### Dataset records
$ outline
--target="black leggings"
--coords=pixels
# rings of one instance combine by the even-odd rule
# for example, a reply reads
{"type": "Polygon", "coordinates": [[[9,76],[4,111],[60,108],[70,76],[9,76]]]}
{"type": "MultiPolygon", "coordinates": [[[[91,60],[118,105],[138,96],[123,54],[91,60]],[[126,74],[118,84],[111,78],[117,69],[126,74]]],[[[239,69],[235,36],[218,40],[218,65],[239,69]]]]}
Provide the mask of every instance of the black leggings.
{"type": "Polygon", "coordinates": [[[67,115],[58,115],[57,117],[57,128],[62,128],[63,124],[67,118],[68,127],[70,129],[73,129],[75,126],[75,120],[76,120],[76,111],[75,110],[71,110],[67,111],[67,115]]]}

### What to do
Copy these lines again, replacing "black leggings" with "dark tights" and leaving everything else unchanged.

### The reply
$ outline
--target="dark tights"
--coords=pixels
# rings of one instance combine by the even-odd rule
# for example, a reply reads
{"type": "Polygon", "coordinates": [[[9,76],[4,111],[60,108],[70,76],[9,76]]]}
{"type": "MultiPolygon", "coordinates": [[[[91,60],[118,105],[138,96],[123,54],[91,60]],[[126,74],[118,84],[111,78],[117,69],[126,74]]],[[[239,69],[235,36],[218,40],[218,65],[239,69]]]]}
Provide the mask of every instance of the dark tights.
{"type": "Polygon", "coordinates": [[[67,115],[58,115],[57,117],[57,128],[62,128],[63,124],[67,118],[68,127],[70,129],[73,129],[75,126],[75,120],[76,120],[76,111],[75,110],[71,110],[67,111],[67,115]]]}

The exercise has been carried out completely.